Exercise brief
Repeat the data. Keep each line identical.

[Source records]
***

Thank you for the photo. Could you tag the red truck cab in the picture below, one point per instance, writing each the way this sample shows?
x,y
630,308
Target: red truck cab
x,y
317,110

***

Expected output
Thank you for the photo. Could you tag the red truck cab in the picture below, one point per instance, writing each the way this sample shows?
x,y
630,308
Target: red truck cab
x,y
317,110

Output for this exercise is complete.